Continuo estudando os transportadores de neurotransmissores, publicando, indo a congressos, orientando alunos, e pesquisando tudo que posso sobre maternidade ativa ao mesmo tempo. Infelizmente, não pesquiso temas diretamente relacionados a maternidade, o que seria uma grande felicidade para mim. Por exemplo, adoraria conduzir um estudo sobre efeitos a longo prazo do cortisol (hormônio do estresse) no desenvolvimento cerebral humano, ou estudar mamoplastia e efeitos na amamentação. Mas enquanto isso não é possível, pois minha área de pesquisa é um tanto diferente, uso de meu acesso a periódicos científicos e do aprendizado de interpretá-los para minha maternidade e divulgação quando apropriado. Os dois anos de licença-maternidade que desfrutei do lado dos meus bebês resultaram numa produção científica um pouco reduzida (em comparação a outros profissionais de minha área que não tem filhos ou não tiraram licença-maternidade), e isso dificulta um pouco a obtenção de financiamento para as pesquisas. Mas não me arrependo em momento algum, pois esse tempo foi fundamental para estabelecimento e continuação da amamentação, para nossa relação, e a longo prazo para meu papel como cientista.

→ Dados fornecidos:
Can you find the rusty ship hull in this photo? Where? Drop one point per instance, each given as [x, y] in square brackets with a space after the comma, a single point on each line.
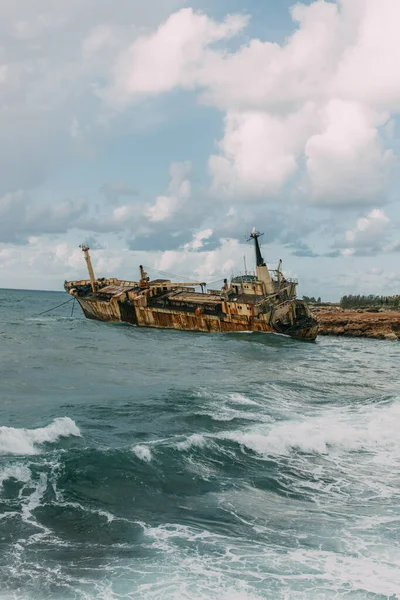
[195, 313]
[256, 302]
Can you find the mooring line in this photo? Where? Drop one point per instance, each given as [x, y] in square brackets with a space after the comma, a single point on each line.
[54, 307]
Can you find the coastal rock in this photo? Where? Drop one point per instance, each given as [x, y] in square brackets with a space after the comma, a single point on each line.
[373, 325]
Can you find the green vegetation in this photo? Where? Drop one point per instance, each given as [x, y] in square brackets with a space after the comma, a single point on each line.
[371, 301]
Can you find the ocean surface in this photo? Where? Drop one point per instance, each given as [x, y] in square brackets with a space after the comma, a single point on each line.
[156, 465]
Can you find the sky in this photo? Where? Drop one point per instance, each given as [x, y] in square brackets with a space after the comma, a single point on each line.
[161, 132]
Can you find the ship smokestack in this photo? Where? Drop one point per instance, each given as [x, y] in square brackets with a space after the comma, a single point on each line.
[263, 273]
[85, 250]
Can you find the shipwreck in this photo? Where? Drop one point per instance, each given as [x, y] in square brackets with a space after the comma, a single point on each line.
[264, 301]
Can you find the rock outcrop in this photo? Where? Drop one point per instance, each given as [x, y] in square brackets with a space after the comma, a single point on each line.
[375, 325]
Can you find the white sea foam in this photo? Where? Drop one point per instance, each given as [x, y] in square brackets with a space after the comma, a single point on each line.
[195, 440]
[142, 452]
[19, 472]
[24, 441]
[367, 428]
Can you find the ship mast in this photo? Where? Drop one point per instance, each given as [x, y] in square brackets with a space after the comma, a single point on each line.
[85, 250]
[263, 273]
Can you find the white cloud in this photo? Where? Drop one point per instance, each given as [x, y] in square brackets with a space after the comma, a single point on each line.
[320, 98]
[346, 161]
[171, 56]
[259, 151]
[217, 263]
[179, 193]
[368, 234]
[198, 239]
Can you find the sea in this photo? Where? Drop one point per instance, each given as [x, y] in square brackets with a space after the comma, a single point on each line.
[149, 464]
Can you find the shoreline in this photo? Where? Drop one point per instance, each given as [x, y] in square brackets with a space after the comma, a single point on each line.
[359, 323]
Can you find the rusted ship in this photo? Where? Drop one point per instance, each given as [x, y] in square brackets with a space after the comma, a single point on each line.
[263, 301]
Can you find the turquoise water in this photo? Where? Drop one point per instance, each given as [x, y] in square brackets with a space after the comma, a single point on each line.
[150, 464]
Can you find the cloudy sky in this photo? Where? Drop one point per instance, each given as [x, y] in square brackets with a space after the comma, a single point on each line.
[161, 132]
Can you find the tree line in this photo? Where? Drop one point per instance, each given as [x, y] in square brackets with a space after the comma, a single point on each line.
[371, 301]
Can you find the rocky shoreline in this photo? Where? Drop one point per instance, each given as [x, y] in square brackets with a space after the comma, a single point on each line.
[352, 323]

==

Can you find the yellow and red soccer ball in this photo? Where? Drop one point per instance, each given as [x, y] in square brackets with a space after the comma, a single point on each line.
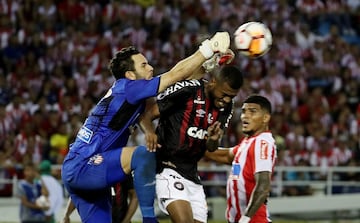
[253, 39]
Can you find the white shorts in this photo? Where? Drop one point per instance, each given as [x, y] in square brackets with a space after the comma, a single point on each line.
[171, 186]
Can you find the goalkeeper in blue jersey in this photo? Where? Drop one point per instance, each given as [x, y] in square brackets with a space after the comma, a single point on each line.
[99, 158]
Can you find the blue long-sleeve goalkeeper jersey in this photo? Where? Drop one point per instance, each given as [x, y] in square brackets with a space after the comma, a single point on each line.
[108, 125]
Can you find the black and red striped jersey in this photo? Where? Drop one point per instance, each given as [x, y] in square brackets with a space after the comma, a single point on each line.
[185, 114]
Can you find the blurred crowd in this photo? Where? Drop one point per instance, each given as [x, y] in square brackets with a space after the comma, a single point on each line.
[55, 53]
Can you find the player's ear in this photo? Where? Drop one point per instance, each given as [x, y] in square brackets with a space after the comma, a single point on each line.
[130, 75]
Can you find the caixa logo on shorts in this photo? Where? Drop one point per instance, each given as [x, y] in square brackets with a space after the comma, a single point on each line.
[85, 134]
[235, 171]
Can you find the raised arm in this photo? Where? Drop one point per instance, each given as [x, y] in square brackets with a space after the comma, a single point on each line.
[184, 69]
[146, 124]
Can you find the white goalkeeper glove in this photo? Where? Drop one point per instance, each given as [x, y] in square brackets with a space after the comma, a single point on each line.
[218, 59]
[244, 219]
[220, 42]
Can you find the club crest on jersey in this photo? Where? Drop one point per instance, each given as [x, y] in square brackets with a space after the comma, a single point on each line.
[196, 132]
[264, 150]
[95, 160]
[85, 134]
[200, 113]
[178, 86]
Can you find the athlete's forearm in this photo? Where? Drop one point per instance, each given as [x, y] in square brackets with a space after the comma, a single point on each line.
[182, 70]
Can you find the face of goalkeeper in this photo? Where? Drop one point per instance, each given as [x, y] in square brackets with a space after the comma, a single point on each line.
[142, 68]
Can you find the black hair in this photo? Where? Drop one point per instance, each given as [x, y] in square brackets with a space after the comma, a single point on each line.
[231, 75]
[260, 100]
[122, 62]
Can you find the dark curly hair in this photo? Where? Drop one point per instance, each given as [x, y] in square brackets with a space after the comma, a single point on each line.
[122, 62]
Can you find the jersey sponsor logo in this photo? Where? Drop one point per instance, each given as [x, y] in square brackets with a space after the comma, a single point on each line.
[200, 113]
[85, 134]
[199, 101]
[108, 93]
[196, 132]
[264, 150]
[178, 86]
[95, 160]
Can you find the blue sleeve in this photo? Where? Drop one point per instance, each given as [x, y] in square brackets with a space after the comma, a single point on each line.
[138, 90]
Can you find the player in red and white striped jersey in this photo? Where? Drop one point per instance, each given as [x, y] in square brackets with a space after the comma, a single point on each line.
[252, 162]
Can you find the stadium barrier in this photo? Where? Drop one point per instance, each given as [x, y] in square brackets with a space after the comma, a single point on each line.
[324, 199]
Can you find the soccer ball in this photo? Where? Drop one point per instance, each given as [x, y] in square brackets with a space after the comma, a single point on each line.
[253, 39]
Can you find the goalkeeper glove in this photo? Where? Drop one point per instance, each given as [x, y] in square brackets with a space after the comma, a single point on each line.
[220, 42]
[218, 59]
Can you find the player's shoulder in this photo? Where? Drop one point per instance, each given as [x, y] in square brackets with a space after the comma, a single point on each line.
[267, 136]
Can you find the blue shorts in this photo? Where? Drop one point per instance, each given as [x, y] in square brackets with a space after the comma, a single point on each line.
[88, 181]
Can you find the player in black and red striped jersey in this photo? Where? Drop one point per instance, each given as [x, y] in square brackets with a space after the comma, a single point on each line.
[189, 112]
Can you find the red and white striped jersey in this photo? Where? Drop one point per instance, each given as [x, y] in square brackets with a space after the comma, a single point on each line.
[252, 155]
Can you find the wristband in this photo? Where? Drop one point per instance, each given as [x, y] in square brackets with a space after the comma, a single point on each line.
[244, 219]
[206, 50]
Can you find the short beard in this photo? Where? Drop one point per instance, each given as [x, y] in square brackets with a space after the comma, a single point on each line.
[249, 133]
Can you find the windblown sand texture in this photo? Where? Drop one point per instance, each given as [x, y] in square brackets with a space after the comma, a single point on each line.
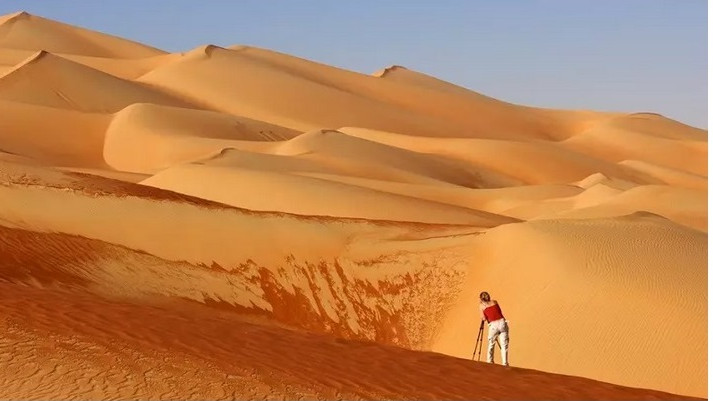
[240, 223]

→ Exercícios propostos:
**a)** Responda às perguntas sobre o texto acerca de ciência e maternidade.
(i) Qual é o objeto de estudo que continua sendo pesquisado, segundo a primeira frase?
(ii) Que substância o texto identifica como hormônio do estresse?
(iii) Quantos anos de licença-maternidade são mencionados?
**b)** Escreva a continuação do texto sobre ciência e maternidade, começando logo após a última frase apresentada.
Os registros não são necessários para resolver as atividades.

→ Gabarito:
**a)**
(i) Os transportadores de neurotransmissores.
(ii) O cortisol.
(iii) Dois anos.

**b)**
Meus filhos estão aí com quase 5 e 9 anos, e que, apesar de diferença de idade e gênero, são irmãos cúmplices  que se divertem juntos, e se respeitam. Claro que não são anjinhos, têm comportamentos absolutamente normais da primeira infância e que devem ser entendidos, respeitados, tratados com empatia, o que tentamos fazer. Então não posso deixar de dizer – a ciência prova- criação com apego (vínculo) traz bons frutos! Claro que dúvidas sempre existiram e continuarão existindo, mas as informações estão aí para serem pesquisadas e questionadas.


 A família em nossas férias de verão, julho de 2012


Uma postura que foi se desenvolvendo ao longo da jornada da cientista que virou mãe – quando pensamos em doenças ou condições, estamos considerando somente o tratamento, e no caso, a primeira coisa que vem a cabeça é o tratamento farmacológico, ou o não farmacológico também? Estamos pensando em primeiro lugar em prevenção? E finalmente, se algo não pode ser refeito (afinal não há máquinas do tempo) há formas de reparação?

Ainda, algo que veio com a cientista que virou mãe, foi a ciência de que nem tudo é ciência 😉 Sim, há muito de intuição que pode e deve ser colocado em prática na maternidade. A amamentação, por exemplo, dificilmente se tem uma relação feliz de amamentação com o bebê se não há uma entrega, uma disponibilidade emocional incrível. É preciso se despir completamente da realidade caótica que vivemos, na amamentação é fundamental o contato corporal, a conexão emocional, a intimidade, sensibilidade, sensações. Nada pode ser calculado milimetricamente, não é somente dar alimento – mas é uma relação, uma troca (como na verdade na maternagem como um todo).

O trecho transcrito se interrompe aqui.